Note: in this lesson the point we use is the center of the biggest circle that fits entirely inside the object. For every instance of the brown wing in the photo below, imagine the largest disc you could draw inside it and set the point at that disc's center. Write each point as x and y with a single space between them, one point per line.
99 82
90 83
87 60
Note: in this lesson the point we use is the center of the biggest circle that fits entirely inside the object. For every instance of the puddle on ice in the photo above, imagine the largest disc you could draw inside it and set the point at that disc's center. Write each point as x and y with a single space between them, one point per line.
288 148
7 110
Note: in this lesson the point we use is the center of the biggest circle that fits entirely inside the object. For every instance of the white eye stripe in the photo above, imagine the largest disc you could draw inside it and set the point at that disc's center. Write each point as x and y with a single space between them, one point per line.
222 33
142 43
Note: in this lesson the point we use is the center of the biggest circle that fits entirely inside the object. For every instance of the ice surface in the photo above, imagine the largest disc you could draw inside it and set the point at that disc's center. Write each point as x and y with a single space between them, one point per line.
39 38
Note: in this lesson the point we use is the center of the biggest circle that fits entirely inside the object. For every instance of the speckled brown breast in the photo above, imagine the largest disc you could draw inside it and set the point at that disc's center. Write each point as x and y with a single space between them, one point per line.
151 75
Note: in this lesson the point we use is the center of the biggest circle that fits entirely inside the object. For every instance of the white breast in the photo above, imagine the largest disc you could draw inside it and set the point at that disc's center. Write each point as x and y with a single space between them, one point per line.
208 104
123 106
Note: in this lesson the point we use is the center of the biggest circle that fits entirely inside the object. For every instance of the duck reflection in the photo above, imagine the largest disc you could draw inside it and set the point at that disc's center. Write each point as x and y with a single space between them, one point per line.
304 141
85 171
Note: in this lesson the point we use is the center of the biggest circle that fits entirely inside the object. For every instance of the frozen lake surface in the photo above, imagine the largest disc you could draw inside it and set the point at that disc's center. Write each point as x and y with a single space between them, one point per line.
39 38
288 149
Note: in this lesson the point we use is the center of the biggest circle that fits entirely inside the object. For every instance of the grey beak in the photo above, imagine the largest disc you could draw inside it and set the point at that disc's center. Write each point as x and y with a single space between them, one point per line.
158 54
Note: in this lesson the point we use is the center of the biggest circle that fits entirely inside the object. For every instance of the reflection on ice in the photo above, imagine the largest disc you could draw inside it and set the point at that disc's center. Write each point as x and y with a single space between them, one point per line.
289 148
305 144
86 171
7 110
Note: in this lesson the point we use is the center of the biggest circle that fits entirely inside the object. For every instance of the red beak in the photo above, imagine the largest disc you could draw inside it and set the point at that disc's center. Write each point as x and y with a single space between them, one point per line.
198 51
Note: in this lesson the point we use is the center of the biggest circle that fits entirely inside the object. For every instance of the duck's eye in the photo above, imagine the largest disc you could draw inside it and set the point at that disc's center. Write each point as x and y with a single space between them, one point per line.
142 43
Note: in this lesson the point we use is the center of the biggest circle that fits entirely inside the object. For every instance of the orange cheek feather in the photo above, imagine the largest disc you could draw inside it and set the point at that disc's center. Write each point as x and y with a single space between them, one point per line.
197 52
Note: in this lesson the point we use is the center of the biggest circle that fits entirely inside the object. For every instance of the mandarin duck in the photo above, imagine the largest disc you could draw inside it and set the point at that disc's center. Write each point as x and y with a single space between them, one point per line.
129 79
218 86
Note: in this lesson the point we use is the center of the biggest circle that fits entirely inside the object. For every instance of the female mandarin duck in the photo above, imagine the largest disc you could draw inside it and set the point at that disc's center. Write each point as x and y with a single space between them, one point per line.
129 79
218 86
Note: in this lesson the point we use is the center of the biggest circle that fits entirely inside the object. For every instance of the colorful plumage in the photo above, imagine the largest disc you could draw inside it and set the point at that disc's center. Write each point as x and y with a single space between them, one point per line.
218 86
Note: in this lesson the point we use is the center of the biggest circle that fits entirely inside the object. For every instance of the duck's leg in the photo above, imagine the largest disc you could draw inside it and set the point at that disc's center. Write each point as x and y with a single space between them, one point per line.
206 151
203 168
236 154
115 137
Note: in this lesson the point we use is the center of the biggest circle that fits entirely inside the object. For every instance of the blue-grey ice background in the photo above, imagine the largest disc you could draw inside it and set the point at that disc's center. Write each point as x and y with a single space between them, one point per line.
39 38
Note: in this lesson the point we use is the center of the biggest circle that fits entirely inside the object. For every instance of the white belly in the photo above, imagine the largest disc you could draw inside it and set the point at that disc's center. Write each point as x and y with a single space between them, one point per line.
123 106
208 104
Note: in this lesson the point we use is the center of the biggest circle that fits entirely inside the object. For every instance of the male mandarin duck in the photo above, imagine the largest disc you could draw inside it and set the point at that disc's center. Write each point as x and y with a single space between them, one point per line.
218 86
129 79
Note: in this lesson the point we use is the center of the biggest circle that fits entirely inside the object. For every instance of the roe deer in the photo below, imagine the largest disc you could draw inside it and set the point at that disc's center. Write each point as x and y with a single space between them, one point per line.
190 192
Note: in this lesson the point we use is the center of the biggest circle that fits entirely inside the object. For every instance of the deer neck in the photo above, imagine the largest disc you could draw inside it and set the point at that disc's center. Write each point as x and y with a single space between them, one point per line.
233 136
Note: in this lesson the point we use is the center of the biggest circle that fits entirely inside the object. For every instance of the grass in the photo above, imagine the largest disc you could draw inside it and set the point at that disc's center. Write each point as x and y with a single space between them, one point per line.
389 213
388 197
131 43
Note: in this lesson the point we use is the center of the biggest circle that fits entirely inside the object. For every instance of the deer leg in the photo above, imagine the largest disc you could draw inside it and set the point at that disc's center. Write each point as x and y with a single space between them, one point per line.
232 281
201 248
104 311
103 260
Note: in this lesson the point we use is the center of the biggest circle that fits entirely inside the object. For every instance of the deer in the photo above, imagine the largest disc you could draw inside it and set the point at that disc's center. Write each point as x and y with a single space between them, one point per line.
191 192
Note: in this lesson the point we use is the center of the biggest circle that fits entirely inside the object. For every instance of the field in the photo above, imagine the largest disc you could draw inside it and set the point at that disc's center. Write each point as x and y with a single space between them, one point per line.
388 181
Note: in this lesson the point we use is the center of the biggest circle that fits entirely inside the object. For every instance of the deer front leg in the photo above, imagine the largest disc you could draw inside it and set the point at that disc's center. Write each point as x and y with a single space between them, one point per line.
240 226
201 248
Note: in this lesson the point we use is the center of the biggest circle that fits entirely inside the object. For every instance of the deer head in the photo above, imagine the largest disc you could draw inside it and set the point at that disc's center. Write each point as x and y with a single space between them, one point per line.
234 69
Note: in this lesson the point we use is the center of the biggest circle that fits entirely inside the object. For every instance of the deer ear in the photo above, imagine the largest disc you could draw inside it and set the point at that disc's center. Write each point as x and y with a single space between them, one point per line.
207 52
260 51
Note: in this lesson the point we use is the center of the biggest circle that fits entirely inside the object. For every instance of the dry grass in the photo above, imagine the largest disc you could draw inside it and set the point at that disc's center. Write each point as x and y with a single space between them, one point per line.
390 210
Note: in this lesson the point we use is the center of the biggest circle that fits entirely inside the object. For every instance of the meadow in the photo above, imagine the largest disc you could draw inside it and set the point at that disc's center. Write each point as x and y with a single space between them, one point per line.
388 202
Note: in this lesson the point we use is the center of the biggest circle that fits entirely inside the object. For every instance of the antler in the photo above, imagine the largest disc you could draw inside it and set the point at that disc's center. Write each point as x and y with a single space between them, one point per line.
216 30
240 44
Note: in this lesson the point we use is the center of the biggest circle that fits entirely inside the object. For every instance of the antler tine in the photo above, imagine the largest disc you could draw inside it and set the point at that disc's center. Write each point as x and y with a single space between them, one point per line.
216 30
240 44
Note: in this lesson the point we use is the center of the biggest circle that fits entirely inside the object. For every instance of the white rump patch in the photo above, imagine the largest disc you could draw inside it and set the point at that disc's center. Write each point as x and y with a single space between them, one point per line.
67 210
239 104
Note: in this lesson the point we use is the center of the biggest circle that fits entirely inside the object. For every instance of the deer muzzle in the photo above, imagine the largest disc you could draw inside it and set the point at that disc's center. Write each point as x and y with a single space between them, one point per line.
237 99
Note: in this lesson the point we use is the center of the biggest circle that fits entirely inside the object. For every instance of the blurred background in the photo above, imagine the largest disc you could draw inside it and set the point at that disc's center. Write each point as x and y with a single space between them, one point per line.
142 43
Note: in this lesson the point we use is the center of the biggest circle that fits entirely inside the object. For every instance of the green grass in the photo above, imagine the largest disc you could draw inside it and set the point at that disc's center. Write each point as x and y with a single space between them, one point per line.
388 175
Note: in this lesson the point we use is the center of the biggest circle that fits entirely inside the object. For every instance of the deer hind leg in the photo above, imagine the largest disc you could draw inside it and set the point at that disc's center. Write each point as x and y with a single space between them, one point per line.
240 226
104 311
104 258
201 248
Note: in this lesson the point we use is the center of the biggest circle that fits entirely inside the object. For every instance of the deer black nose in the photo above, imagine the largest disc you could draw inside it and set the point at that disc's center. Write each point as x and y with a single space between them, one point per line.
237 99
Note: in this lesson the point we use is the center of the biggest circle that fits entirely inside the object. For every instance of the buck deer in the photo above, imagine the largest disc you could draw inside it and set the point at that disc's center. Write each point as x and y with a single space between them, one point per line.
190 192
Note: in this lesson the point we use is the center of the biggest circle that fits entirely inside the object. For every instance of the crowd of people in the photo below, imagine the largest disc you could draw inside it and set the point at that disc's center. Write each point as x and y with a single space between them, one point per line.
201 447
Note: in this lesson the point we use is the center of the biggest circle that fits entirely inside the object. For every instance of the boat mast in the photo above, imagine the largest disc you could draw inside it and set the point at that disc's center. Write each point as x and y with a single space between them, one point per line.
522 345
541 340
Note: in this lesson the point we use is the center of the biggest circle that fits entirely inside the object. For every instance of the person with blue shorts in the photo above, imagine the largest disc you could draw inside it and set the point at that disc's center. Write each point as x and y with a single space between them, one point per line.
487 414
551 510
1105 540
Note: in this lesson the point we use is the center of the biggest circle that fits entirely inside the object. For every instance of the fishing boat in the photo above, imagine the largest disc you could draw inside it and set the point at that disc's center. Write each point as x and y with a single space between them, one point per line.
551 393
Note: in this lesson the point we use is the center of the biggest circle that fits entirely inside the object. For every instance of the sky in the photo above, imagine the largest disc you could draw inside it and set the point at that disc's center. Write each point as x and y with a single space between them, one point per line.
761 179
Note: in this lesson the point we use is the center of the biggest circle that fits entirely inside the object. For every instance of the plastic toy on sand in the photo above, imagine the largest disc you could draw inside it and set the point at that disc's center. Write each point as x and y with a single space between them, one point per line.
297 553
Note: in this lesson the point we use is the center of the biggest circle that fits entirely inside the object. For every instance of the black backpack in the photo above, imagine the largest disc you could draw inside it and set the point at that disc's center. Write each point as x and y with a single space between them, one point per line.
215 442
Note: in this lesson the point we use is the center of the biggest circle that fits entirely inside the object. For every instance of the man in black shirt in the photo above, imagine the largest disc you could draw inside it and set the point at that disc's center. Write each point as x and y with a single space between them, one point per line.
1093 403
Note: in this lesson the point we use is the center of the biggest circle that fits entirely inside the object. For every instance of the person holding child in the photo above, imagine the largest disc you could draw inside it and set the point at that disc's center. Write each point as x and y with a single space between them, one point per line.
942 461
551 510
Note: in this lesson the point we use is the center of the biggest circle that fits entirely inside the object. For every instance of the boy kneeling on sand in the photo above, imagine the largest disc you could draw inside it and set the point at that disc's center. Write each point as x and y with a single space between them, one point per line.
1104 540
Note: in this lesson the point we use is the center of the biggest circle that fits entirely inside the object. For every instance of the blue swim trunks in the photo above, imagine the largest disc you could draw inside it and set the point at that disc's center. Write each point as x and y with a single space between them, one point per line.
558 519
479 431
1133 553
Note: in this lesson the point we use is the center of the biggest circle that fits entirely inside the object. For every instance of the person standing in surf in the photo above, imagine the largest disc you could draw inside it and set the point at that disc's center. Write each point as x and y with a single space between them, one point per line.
───
[Description of the task] Find the line with "the boy kneeling" in the listing. Reproduce it and all the lines after it, exactly, through the last line.

[Answer section]
Note: in this lesson the point we use is the center of the biggest circle that fits entirely inside the object. For every instance of the boy kneeling on sand in the photo above, imagine the largest disc you could draw inside it and set the point at that disc's center. Write each point as x and y with a single space between them, one point per line.
1104 540
Note: in this lesson the point we use is the center of the biggest circle that fits entirely inside the object. For every instance of the blue swim trunks in the photo above, imagine the largest disc you could draw inside it and set the point at that disc's center. Write each point as x and y with a single space between them, one point per line.
558 519
479 431
1133 553
Note: in this lesson the point we use is the center of the biggest circle that fits entirely inside the object. For every instance of the person standing in surf in the photo above, imagine the largest disc you could draw inside it and set the point at that disc's center. Write each point as x and y with a single space between them, one point per line.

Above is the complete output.